Work instructions: Resume the forum thread on ATV classes, carrying on from its last line.

Passage shown:

# ATV classes



## Rooster_Smasher (Oct 18, 2003)

The only training classes I can find is at the DNR site. The next one is in April. 

Might anyone know where I can find another class. I am in Oakland County.

Thanks,

Rooster


----------



## bigcountrysg (Oct 9, 2006)

Most of these safety classes are conducted by the Michigan ATV association. I will try and find there number for you. I used to have it at home. Also check with your local ATV dealerships. If they have the facility with a test track, they can contact the Michigan ATV Association and set up a class to be held at there dealership. I do know that Bob's Artic Cat near Milan holds these classes but I don't know there schedule.


----------



## Rooster_Smasher (Oct 18, 2003)

I went to the Mich ATV web site. Found a class, but it is a bit of a drive. Willing to do the drive if needed. 

Here is another question. Not sure I am reading some of the laws right. My son is 12, I bought him a 250 Polaris. I was reading where the class say 12 to 16 years of age need to be using a 50cc to 90cc. My son is a big kid at 12, he stands 5' 10" tall. He sat on a 90cc and there was no way I was going to get that for him. The 250 fits him perfect. 

I allready took the no 16 years of age and under sticker off the machine....

Can he legally ride a 250 while under my supervision on State land ???

Thanks for your help...


----------



## bigcountrysg (Oct 9, 2006)

To answer your question straight and forward No he can not legally ride this machine under your direct supervission on stateland. The law if I remember correctly states that if you are under the age of 16 you must hold an atv certificate while riding on stateland. Also you must be under parent supervission while riding on stateland if you are under the age of 16. I think the best place for you to take him to ride is if you have private property upnorth or if one of your buddys have private property up north. He can ride on private property under your supervission. But not on stateland. FYI it is illegal to remove those warning labels. The law was put in place by the Federal Gov. not state. But the state has to follow the federal law. You can thank the ant groups for this law. After so many kids were getting killed riding machines that were not designed as a beginner machine. Or if you would like to take a little trip down to Attica Indiana I know of a public riding area down there that is privately owned. It has alot of trails and a lot of different terrian for him to build his skills on. If you would like info on this place pm me and I will give you the website. The last time I was down there I think it was 15 dollars a day for the whole day. They also have a camp ground right out front too. They have a big scramble area as well to practice on but be prepared to get dirty if you go down there. I hope I have helped you out.


----------



## Rooster_Smasher (Oct 18, 2003)

I stuck the sticker on the fidge in the garage. Looks like I better peel it of and put it back on the machine. 

Thanks for your help.


----------



## Rooster_Smasher (Oct 18, 2003)

Looking a few things up...

These are from a page at the Michigan ATV assoc.

Data entries:
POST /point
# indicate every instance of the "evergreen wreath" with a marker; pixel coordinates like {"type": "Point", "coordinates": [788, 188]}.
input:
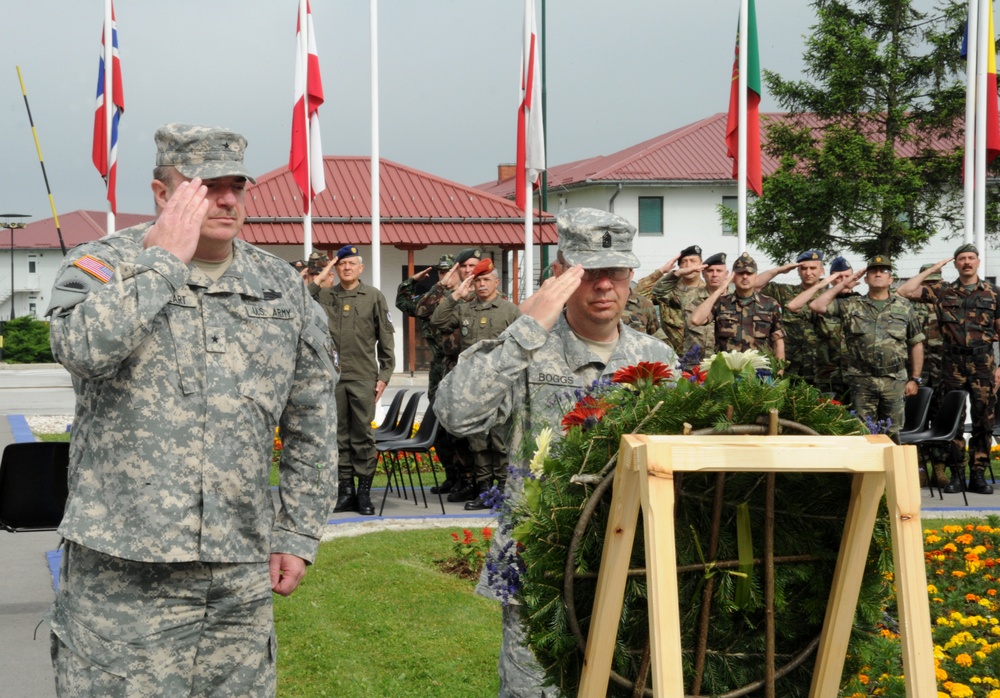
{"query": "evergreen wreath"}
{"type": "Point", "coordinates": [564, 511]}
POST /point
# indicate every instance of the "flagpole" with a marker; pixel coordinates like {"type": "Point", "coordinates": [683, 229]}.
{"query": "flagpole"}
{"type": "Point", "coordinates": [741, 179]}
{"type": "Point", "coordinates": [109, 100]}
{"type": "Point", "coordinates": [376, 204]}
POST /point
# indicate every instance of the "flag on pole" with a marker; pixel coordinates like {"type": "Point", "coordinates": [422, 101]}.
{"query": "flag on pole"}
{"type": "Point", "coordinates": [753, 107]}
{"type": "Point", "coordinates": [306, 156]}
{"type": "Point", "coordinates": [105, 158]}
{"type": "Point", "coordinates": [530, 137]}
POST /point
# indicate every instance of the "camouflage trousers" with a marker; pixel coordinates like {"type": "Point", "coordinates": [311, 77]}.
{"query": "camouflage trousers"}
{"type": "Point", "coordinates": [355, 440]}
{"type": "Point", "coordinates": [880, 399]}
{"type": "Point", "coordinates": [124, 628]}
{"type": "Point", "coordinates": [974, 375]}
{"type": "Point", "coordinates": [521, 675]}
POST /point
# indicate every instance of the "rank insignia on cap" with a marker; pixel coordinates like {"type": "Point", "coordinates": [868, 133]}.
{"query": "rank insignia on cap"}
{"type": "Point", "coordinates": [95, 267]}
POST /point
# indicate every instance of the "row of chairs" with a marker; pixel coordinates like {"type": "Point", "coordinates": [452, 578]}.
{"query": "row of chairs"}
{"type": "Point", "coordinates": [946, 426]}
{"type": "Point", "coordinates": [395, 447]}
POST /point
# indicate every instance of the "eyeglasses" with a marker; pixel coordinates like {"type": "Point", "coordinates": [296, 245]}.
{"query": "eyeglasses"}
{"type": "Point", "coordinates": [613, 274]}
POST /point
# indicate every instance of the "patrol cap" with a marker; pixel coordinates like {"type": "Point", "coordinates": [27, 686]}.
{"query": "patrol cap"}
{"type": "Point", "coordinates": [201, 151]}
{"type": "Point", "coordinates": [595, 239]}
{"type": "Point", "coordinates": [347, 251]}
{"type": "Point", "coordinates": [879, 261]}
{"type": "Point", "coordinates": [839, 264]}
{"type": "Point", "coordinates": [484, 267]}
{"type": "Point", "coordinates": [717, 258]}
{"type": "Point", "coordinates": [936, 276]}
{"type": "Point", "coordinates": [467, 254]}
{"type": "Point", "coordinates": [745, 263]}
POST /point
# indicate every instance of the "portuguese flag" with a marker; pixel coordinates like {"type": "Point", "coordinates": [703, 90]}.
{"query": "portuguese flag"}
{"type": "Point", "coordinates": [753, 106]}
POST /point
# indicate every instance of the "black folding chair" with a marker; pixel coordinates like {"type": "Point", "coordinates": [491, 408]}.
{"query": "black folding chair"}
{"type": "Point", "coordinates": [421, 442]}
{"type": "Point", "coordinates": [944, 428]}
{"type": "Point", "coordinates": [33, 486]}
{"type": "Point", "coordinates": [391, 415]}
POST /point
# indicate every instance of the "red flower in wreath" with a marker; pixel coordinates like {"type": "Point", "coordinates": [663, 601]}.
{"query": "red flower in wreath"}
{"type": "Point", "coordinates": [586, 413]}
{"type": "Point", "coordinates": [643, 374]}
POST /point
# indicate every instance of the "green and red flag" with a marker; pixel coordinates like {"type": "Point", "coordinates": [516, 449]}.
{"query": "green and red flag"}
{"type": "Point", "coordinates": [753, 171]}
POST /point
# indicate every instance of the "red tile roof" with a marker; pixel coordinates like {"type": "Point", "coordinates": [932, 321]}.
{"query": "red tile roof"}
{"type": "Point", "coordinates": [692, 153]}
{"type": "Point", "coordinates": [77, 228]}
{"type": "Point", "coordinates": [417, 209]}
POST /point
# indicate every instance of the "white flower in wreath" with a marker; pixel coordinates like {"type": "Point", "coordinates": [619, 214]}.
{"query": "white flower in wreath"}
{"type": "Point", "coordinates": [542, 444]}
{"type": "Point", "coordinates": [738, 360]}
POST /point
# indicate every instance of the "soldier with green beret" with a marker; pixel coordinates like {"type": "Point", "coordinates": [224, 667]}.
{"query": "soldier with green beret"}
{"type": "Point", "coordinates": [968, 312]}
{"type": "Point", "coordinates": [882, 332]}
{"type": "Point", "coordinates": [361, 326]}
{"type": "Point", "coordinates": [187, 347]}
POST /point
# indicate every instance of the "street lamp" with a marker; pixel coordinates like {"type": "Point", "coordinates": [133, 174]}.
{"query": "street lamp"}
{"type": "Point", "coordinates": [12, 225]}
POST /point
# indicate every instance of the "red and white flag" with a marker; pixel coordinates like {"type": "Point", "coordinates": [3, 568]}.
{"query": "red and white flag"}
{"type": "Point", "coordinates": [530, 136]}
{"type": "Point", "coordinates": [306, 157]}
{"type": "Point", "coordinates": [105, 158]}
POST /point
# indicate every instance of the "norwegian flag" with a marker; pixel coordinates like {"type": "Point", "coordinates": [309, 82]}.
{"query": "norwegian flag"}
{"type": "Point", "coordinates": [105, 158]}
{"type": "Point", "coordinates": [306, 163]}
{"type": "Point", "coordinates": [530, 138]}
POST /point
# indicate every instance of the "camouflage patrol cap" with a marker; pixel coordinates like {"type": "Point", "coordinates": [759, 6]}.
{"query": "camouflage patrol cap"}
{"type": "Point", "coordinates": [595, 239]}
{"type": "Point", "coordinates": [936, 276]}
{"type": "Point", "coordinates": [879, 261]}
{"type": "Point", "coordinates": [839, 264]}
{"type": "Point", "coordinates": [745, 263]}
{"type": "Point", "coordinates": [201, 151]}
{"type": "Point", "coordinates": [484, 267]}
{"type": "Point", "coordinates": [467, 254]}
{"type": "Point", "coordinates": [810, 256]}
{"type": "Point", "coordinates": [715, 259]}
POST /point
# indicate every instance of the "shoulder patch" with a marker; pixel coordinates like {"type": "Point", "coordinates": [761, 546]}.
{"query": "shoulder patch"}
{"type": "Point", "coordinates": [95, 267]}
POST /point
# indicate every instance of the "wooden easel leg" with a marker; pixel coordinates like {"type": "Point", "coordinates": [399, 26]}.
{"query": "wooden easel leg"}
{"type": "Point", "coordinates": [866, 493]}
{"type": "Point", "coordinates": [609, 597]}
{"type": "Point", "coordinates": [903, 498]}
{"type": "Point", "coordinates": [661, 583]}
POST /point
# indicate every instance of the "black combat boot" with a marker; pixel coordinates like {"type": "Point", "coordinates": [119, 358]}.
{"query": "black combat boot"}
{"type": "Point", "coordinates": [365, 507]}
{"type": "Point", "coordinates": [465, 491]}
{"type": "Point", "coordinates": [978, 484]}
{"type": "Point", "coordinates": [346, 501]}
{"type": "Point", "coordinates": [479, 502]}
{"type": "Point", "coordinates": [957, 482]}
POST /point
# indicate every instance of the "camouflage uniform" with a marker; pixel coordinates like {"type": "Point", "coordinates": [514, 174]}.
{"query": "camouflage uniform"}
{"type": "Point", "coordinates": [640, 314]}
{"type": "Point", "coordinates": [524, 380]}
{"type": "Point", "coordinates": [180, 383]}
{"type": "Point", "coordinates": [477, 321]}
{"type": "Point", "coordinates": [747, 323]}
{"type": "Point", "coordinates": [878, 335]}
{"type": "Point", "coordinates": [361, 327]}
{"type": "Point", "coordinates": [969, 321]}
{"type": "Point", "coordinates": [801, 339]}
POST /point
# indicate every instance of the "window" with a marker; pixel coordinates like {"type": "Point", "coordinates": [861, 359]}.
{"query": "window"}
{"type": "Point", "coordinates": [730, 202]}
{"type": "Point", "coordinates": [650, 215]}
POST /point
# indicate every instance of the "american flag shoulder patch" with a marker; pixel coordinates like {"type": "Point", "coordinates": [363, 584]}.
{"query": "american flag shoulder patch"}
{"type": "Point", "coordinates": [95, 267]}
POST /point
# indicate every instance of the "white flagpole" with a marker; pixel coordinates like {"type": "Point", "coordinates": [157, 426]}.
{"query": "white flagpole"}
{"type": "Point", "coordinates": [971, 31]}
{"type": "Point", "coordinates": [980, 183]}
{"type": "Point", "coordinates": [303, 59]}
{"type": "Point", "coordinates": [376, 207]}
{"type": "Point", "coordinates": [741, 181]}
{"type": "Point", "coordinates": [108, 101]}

Task response:
Once you have decided which "category'" of ATV you want, the next will be to look at the physical size of the ATV. Remember "more" is not always better nor is "less" always better. The manufacturers of ATV's have established age to engine size *"recommendations". *They Are:

ATV's engine size under 70cc - Age 6 or older. 

ATV's engine size from 70cc - 90cc - Age 12 and older. 

ATV's engine size greater than 90cc - Age 16 and older. 

Dealers are restricted, by the manufacturers, to only sell ATV's, according to the above guidelines. The only effective way we know of, to avoid "confrontation" with your dealer, is to not discuss youth operation of the ATV. You are not breaking any laws, by choosing an ATV for your youth, that is outside of the manufacturers recommendations. 

While these recommendations are a good place to start, in Michigan, anyone can drive any ATV they wish. When it comes to "youthful" operators, and for all operators for that matter, there is much more to consider than simply the age of the person relative to the ATV's engine size.

A person too large for the ATV can be just as dangerous as a person too small for the ATV


----------



## bigcountrysg (Oct 9, 2006)

I don't make the laws or regulations on these things. But I do aggree that for some kids the machines rated for there use do not fit them well. For this I know of some people that have put the 90cc engine in the Yamaha blaster frame. They usually do alot of mods to the engine for more power. But they keep the orginal engine out of the blaster so when there kid is bigger they can put that engine back in. Myself I was a big kid and when I was your sons age I had a 200x Honda ATC or 3 wheeler. But I rode on private property only. So I understand your frustration. I didn't start trail riding until I was 16.


----------



## Rooster_Smasher (Oct 18, 2003)

Found what I was looking for at this link


http://www.offroad-ed.com/mi/handbook/age_restrictions.htm


----------



## bigcountrysg (Oct 9, 2006)

thats great I have another link for you. It is the web site for that off road park i mentioned before. If you get the chance you need to get down there for a weekend this summer. You won't regret it I will say that. 
http://www.badlandsoffroad.com/


----------



## Rooster_Smasher (Oct 18, 2003)

I saved it. Gunna go.

I did a map quest on it. Lil over 5 hour drive. I have an in the bed camper I just bought for hunting. Looks like it will double as our Quad pad. 

Might just have to un-tarp it and get it re-stocked for a lil winter trip if the weather holds.

Thanks for the site,

Rooster


----------



## bigcountrysg (Oct 9, 2006)

no problem man, if you go once you won't want to leave and you will want to go back. Me and my buddys used to always go to Silver Lake Sand dunes, now we make an annual trip down there rather then going to the dunes. To me it is worth the extra hour to get down there. Alot more type of riding to do rather then just sand dunes.


----------



## ozzgood2001 (Feb 15, 2003)

i took my class right here in bancroft just over by perry off i-69. id have to find my card to find the instructor but they nearly train every other weekend. i did mine thru honda when i bought my quad they paid me 50 buxs to take the class


----------



## Rooster_Smasher (Oct 18, 2003)

Would be great if ya had a contact number on that card ???


----------



## ozzgood2001 (Feb 15, 2003)

i promise im lookin! unfortunately if you saw my office youd see what little hope we have of finding it..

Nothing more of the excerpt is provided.